### INSTRUCTIONS FOR THE TASK:
Retype everything in the listing from the line containing "like [(121, 128)]." down to the line containing "[(453, 126), (816, 511)]", including both of those lines but leaving out the pictures.
::: MATERIALS PROVIDED :::
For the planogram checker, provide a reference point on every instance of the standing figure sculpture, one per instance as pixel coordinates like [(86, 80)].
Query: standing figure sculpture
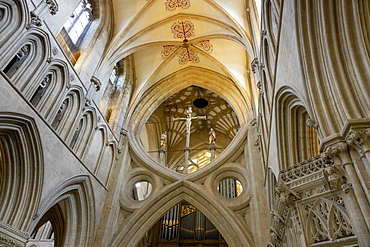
[(163, 139), (212, 136), (188, 119)]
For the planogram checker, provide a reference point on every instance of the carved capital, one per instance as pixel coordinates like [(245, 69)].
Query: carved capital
[(312, 123), (333, 176), (123, 132), (254, 65), (96, 83), (35, 21), (360, 140), (286, 195), (53, 6), (340, 150), (347, 187)]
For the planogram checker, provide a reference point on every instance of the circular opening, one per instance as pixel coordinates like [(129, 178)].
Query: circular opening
[(230, 187), (141, 190), (200, 103)]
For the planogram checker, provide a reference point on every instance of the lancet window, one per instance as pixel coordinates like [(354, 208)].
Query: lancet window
[(79, 21), (17, 60), (40, 91)]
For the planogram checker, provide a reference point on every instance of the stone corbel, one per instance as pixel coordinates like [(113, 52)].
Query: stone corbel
[(347, 187), (53, 6), (286, 195), (35, 21), (254, 65), (360, 140), (333, 177), (96, 83)]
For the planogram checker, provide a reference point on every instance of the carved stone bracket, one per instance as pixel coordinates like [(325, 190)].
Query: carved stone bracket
[(35, 21), (10, 236), (96, 82), (254, 65), (333, 176), (286, 195), (53, 6), (347, 187), (360, 140)]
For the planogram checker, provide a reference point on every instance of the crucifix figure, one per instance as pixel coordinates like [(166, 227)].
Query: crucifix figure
[(188, 124)]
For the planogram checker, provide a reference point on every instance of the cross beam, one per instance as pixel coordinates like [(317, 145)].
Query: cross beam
[(188, 125)]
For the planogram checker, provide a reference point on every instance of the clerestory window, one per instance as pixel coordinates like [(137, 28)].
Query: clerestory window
[(114, 75), (79, 21)]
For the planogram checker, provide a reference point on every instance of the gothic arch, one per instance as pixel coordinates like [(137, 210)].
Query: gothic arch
[(13, 16), (78, 211), (38, 44), (104, 166), (96, 147), (338, 73), (235, 232), (326, 221), (80, 139), (67, 115), (58, 76), (21, 170), (155, 95), (296, 131)]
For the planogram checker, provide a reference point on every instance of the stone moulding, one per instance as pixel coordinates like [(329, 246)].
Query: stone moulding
[(9, 236), (303, 169)]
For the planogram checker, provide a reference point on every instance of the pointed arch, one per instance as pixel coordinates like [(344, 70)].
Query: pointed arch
[(297, 131), (104, 167), (57, 76), (215, 82), (96, 147), (37, 45), (68, 112), (328, 221), (21, 170), (72, 204), (13, 16), (84, 132), (234, 231)]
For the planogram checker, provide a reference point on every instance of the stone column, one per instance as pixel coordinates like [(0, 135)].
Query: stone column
[(361, 142), (212, 148), (162, 152), (353, 210), (341, 150)]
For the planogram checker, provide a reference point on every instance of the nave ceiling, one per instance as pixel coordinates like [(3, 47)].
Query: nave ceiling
[(219, 32), (171, 39)]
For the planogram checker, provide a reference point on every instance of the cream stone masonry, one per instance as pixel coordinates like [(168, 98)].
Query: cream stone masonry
[(87, 91)]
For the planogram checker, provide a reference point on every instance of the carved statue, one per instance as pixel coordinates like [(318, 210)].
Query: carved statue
[(212, 136), (163, 139)]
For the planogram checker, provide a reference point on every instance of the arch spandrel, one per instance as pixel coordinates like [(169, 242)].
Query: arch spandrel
[(235, 232), (146, 102)]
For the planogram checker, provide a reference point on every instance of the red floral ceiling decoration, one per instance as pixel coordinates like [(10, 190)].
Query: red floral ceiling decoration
[(186, 52), (182, 30), (171, 5)]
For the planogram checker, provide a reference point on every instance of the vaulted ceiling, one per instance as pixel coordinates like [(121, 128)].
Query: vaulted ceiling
[(207, 42), (223, 35)]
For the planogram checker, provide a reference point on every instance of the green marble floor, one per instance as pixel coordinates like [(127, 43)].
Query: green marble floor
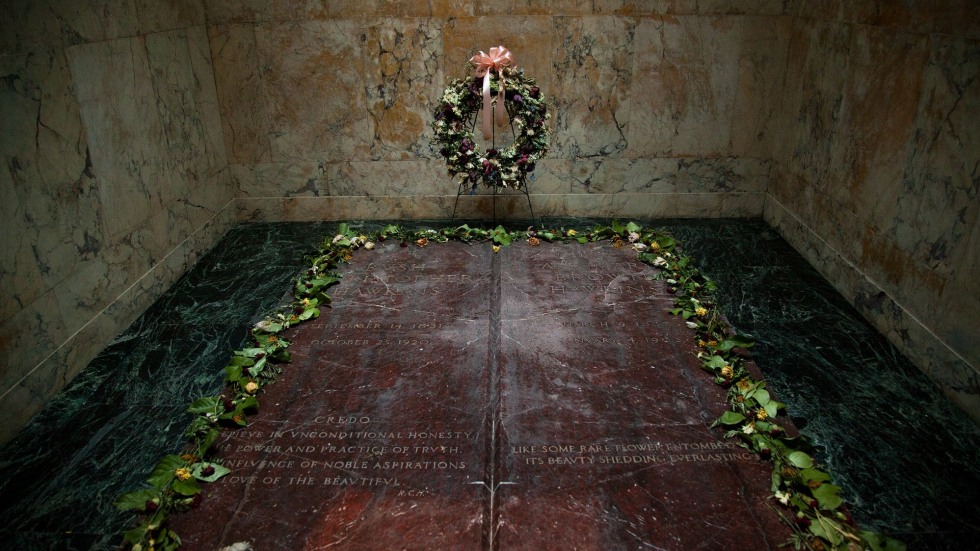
[(903, 453)]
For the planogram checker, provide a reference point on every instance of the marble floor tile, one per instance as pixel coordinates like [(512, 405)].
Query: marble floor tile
[(903, 453)]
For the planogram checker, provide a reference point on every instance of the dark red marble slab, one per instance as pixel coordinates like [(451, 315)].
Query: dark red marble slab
[(377, 431), (605, 415), (453, 398)]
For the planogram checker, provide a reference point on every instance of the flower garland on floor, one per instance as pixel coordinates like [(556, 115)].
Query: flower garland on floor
[(453, 126), (816, 511)]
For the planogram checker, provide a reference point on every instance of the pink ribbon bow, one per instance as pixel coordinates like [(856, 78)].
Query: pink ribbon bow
[(499, 58)]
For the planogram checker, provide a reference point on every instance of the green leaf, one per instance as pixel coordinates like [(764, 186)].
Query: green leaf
[(250, 352), (219, 471), (257, 368), (187, 487), (241, 360), (800, 459), (776, 479), (234, 373), (164, 470), (716, 362), (207, 404), (731, 418), (135, 500)]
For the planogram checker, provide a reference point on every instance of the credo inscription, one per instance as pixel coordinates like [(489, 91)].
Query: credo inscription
:::
### EXERCISE ANSWER:
For the planogram checker, provide a reference point on every instance of the vaulted ceiling, one per instance as pixel coordinates like [(121, 128)].
Query: vaulted ceiling
[(207, 42), (223, 35)]
For the planogram checker, provide a reference point on every instance of the green marble floor, one per instance as pixel coordinates like [(127, 43)].
Query: green marble floor
[(903, 453)]
For the planogram checker, provide a reference point on every instance of the marble floor tile, one per instance as pixel coordinates like [(512, 405)].
Query: marble floor tile
[(903, 453)]
For the planogram checker, provide a reference point on every instance of the dark red marble slab, one per instance as pixel coordinates like [(451, 315)].
Query: dark red marble slab
[(377, 431), (605, 415), (453, 398)]
For the planogram checker, provide a reference point on every instance of the flower garland on floor, one per instance as pixel coordinates like [(556, 115)].
Query: flower garland on floor
[(453, 126), (816, 511)]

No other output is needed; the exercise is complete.